(Text shown begins)
At its core, software development has always been about a simple cycle:
Write > Review > Deploy > Monitor
You ship code. The code goes through reviews. You deploy it. Then you monitor production to make sure everything stays stable. When you're working in a team, code reviews are non-negotiable. They're one of the best ways to maintain quality, catch issues early, and ensure everyone is building toward the same standards. But we're now living in a very different era. An era where a developer or, honestly, a random dude with an idea can build products through conversation.
Hehe, interesting times!
From GitHub Copilot to "Build Me an App"
I remember when developers were almost shy about admitting they used coding assistants. Back in the early GitHub Copilot days, saying "I use AI to help me write code" sometimes felt like admitting you were taking shortcuts.
Fast forward to today, and we've reached a point where people can write code using natural language. I genuinely never thought we'd get here this quickly. And since then, it's been one hell of a ride.
Why 7 Out of 10 Developers Ship AI-Assisted Code
Today, most developers are shipping AI-assisted code. Not because they're bad developers. Not because they're lazy. Because it makes them faster.
AI helps close the gap between domain expertise and implementation.
You can go from "I've never heard of this technology" to "I can build something with it" within 30 minutes to an hour of focused work.
Traditionally, learning a new framework, library, or service required days of reading documentation and experimenting.
Now, AI can accelerate that process dramatically.
That's the magic.
The Part Nobody Talks About
The problem is that while AI is incredibly good at generating code, it's not always good at generating good code.
Recently, I built a product using Antigravity, and while it helped me move fast, I noticed several issues almost immediately:
- Poor code quality
- Weak function modularization
- Security concerns
- Repeated implementation patterns
- Lack of reusable abstractions
The code worked. But "working" and "maintainable" are two very different things.
And that's really the challenge with AI-assisted development today. The volume of code being generated is growing faster than our ability to review it properly.
A lot of the issues aren't outright bugs. They're the subtle things that slowly make a codebase harder to maintain over time. Swallowed exceptions, generic variable names, dead code, unnecessary comments, duplicated logic, unsafe type assertions, and TODO stubs that somehow make it to production.
(Text shown ends)
Assigned task 1:
In the post on AI-assisted development, which tool did the writer use to build the recent product that showed code-quality issues?
Assigned task 2:
Continue the post on AI-assisted development from the point where it stops.
(Entries provided begins)
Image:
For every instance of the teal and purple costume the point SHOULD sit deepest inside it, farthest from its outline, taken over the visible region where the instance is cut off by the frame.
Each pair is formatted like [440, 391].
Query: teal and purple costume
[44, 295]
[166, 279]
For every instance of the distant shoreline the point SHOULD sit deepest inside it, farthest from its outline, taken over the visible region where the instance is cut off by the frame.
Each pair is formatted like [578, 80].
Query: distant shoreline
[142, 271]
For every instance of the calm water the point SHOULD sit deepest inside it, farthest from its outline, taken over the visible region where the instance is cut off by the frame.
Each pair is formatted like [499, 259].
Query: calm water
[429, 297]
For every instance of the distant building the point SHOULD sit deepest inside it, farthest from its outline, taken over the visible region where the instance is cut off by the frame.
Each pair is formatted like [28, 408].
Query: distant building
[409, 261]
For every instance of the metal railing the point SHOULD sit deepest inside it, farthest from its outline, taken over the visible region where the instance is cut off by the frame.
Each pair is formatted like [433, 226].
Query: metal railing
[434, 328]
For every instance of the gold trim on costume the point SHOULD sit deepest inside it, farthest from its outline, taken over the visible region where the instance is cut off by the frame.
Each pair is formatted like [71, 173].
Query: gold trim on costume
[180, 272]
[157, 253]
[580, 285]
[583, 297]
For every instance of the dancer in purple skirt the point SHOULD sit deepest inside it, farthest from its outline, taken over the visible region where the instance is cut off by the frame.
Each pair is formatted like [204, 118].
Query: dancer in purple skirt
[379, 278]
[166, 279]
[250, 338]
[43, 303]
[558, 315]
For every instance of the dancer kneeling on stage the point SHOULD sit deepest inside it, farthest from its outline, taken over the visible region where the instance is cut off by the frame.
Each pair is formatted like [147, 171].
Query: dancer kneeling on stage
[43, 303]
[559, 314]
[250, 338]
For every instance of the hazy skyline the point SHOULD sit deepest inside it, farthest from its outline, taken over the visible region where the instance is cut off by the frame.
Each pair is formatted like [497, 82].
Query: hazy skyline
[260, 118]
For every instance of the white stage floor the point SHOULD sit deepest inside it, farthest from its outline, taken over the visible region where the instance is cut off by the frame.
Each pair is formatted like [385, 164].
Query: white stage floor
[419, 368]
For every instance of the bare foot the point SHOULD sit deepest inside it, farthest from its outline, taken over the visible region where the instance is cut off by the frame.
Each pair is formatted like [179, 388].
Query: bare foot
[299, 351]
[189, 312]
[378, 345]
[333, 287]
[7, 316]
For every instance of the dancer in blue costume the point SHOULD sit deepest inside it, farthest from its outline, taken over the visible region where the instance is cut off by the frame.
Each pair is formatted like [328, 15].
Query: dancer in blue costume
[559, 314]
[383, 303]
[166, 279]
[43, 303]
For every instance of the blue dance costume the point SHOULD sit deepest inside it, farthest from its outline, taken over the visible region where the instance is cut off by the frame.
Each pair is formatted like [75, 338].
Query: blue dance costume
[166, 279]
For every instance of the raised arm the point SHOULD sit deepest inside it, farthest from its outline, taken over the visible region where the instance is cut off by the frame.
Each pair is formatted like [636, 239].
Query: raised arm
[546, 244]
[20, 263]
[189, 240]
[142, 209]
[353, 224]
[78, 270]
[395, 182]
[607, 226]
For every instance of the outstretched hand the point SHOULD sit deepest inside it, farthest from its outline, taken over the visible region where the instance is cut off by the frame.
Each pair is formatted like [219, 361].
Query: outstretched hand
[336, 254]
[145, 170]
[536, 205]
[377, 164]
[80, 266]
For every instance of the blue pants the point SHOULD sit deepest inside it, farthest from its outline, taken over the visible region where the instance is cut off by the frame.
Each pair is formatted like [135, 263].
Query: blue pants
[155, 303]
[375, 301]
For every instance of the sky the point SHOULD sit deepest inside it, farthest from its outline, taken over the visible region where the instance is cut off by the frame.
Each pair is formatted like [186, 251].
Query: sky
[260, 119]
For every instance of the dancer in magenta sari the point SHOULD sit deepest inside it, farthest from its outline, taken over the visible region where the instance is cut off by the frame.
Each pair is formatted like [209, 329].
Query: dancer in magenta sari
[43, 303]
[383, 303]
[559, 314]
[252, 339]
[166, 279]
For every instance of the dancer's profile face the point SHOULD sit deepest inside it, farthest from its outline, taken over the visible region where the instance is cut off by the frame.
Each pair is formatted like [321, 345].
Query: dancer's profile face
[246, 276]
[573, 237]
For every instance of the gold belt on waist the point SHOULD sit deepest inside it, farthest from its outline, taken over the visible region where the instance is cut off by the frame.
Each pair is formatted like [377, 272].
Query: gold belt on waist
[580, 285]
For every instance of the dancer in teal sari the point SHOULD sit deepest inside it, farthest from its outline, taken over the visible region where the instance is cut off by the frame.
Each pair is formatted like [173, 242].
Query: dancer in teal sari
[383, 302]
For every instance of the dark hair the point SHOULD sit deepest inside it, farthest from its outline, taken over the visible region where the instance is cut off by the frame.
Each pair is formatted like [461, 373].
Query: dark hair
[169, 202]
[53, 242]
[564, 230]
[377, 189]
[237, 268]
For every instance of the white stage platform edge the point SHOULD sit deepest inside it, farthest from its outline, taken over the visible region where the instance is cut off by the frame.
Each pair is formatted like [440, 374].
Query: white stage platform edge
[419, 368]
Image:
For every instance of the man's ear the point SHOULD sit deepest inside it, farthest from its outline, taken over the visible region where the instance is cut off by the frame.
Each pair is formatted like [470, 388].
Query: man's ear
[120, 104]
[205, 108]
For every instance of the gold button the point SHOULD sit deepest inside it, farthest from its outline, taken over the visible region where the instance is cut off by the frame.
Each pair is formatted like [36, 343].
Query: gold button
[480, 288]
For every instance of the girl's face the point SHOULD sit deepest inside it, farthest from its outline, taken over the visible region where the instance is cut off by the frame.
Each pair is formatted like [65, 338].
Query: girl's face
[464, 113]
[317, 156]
(Entries provided ends)
Exercise output 1:
Antigravity.

Exercise output 2:
That's what got me interested in ScanAISlop.
One thing I like about it is that it isn't trying to play detective and tell you whether a human or AI wrote the code.
Instead, it focuses on the stuff that actually matters: bad patterns, weak abstractions, security concerns, unnecessary complexity, and all those little things that make a codebase harder to maintain over time.
The approach is pretty straightforward. No LLM sitting behind the scenes making guesses. The checks are deterministic, so the same code produces the same result every single time.
And because the rules are opinionated, the output tends to be a lot more useful than tools that flag everything and leave you sorting through noise.
You can try it right now on any public GitHub repository.
Simply replace:
github.com/<owner>/<repo>
with:
scanaislop.com/<owner>/<repo>
and you'll get an instant report showing potential quality, security, and maintainability issues across the codebase.
I ran the CLI against one of my own projects, and the results were surprisingly useful. Instead of giving me a vague score, it pointed directly to the kinds of issues that reviewers typically miss when scanning large AI-generated pull requests.
try npx aislop scan to try-out the CLI
The most interesting part?
The CLI is completely open source and MIT licensed. You can inspect the rules, contribute improvements, open issues, or even help shape what good AI-assisted engineering should look like.
Please take a minute to try it out and star the repo: https://github.com/scanaislop/aislop.
As AI continues to generate more code, I think tools like this become increasingly important—not because AI is bad, but because engineering standards shouldn't disappear just because code is easier to produce.
The Real Advantage
This is where engineering fundamentals still matter. Understanding how systems work, knowing how to structure a codebase, understanding design systems, knowing when to abstract a component, and knowing when not to.
These things still separate experienced engineers from people who are simply prompting their way through development.
For example, if I'm using a table across multiple screens, I'd rather create a reusable component once than copy and paste:
across ten different files. AI can absolutely generate the table.
But it takes engineering judgment to recognize that it should become a reusable building block.
And most times, you have to explicitly tell your coding assistant that. AI can generate code. Experience tells you what code should exist in the first place.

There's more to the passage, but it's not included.